Referring expression data
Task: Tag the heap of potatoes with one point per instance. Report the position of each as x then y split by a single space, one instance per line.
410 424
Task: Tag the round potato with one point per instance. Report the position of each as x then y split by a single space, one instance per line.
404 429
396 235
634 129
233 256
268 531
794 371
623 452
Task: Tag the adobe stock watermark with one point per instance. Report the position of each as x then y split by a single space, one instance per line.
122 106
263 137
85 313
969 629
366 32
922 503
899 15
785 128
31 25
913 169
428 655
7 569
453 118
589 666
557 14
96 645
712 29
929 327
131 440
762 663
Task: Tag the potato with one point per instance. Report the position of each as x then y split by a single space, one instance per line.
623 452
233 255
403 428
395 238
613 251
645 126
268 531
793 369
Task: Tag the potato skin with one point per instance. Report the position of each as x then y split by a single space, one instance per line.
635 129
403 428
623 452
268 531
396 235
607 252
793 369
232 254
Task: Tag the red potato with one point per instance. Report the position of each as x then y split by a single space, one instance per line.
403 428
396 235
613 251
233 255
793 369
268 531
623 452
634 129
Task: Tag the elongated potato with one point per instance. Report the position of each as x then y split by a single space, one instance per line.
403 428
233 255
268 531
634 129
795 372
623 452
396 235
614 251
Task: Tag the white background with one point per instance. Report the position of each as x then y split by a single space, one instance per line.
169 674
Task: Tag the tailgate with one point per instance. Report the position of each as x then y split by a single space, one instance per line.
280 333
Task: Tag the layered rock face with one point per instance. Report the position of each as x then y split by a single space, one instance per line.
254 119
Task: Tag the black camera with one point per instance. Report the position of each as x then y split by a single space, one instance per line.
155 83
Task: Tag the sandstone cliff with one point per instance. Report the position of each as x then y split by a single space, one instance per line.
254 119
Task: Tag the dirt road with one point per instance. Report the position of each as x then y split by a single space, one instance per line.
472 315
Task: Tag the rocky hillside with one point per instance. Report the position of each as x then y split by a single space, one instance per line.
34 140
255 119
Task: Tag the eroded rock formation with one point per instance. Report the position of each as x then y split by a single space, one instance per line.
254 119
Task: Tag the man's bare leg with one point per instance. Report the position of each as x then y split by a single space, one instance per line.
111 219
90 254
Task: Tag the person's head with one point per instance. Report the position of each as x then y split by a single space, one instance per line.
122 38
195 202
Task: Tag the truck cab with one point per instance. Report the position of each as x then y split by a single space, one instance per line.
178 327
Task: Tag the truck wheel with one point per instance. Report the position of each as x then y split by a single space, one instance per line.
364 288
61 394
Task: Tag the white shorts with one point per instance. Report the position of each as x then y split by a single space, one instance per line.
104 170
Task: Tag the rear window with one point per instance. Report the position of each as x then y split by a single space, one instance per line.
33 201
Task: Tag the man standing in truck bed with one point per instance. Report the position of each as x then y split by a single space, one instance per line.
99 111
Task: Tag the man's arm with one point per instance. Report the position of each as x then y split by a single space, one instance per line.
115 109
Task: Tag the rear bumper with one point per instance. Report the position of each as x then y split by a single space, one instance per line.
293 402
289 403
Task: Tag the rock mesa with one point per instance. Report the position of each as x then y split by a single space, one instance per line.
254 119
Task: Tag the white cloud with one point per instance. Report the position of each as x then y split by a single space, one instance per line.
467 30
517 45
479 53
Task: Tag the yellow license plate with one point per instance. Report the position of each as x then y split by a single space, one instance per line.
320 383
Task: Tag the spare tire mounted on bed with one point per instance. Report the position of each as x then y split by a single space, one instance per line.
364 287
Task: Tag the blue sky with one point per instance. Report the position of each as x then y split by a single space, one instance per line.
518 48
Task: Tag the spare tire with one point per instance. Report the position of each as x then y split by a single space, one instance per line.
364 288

• Task item:
Your response must consist of the entries, reproduced exactly.

• Response box:
Task: Tag the heap of potatoes with one point per instance. Report the position of each as x then y split by a single space, one instance per line.
410 424
Task: Tag the round potato with one point per instance. Report the position of each as x then y split by a single space, one instance per line.
404 429
396 235
634 129
233 256
268 531
794 371
623 452
Task: Tag the adobe stock watermark with one point per instance. Report the position of each as x then y split by a single space, one instance per line.
122 106
263 137
85 313
969 629
366 32
922 503
899 15
785 128
31 25
913 169
428 655
7 569
453 118
589 666
557 14
96 645
712 29
929 327
131 440
762 663
Task: Tag the potato with one point per instance. Report the position of each as x then y split by a single space, one instance per line.
623 452
233 255
403 428
395 238
613 251
645 126
268 531
793 369
Task: Tag the potato skin with one point per instance. Report the position of each as x then y split by a single space, one instance per line.
635 129
403 428
623 452
268 531
396 235
607 252
793 369
232 254
Task: Tag the red potato with one point per instance. Report the position of each as x then y split by a single space, one instance per line.
403 428
396 235
613 251
233 255
793 369
268 531
623 452
634 129
Task: Tag the elongated potato with one point per instance. Report the position of each as x then y split by a single space, one instance per line.
403 428
233 255
268 531
634 129
795 372
623 452
396 235
614 251
Task: Tag the white background with one point per instance. Report the position of each as x then y split by a single space, one instance per line.
169 674
Task: Tag the tailgate with one point per instance. Report the position of each as x then y split by a single space, one instance per line.
280 333
Task: Tag the layered rock face with one point per instance. Report the position of each as x then y split by a single space, one instance per line.
254 119
Task: Tag the black camera with one point per instance. Report the position of each as x then y split by a single space, one instance per line.
155 83
Task: Tag the sandstone cliff with one point per instance. Report the position of each as x then y split by a single space, one instance per line.
254 119
Task: Tag the dirt road with one point per instance. Report the position of each as x then y split by a single space, one instance per line.
472 315
Task: Tag the rocky hillside with one point per instance. Report the position of each as x then y split by a single space, one instance per line.
34 140
255 119
Task: Tag the eroded rock formation with one point per instance. Report the position of each as x then y split by a single space, one instance per line.
254 119
Task: Tag the man's bare leg with one point per instance. Report the position of each as x then y split by a single space, one instance per line.
111 219
90 254
Task: Tag the person's head with one point per instance. Report the position of each as x then y split by a single space, one instance per line.
122 38
195 202
Task: Tag the truck cab with one point per instance. Report the position of each as x then y split by a single space, one instance per line.
178 327
Task: Tag the truck wheel with one point per instance. Report the position of each as x then y split by a single space, one instance per line.
364 288
61 394
Task: Tag the white shorts with one point per instance. Report the position of each as x then y split by a single space, one instance per line.
104 170
Task: Tag the rear window with one point per instance. Report the position of each as x then y split by a single space, one instance per line.
33 201
Task: Tag the man standing in truck bed with one point per instance. Report the position of each as x then y split by a single space, one instance per line.
99 111
Task: Tag the man's arm with one point per instance. Report the position of each as x then y split by a single space, one instance per line.
115 109
Task: Tag the rear bumper with one point per instance. Report the position of each as x then y split by a single space, one instance per line.
293 402
289 403
Task: Tag the rock mesa with one point per instance. Report the position of each as x then y split by a single space, one instance per line.
254 119
Task: Tag the white cloud with one point per instance. Report the position of each as x then y split by a single space, one instance per line.
467 30
517 45
479 53
Task: Tag the yellow license plate with one point per instance. Report the position of each as x then y split by a single space, one instance per line.
320 383
Task: Tag the spare tire mounted on bed with one point per instance. Report the position of each as x then y split by a single space, one instance per line.
364 287
Task: Tag the blue sky with one point per instance. Report the position of each as x then y split by a single space, one instance per line.
518 48
Task: Tag the spare tire with one point per instance. Report the position of each as x then y split by a single space, one instance per line.
364 288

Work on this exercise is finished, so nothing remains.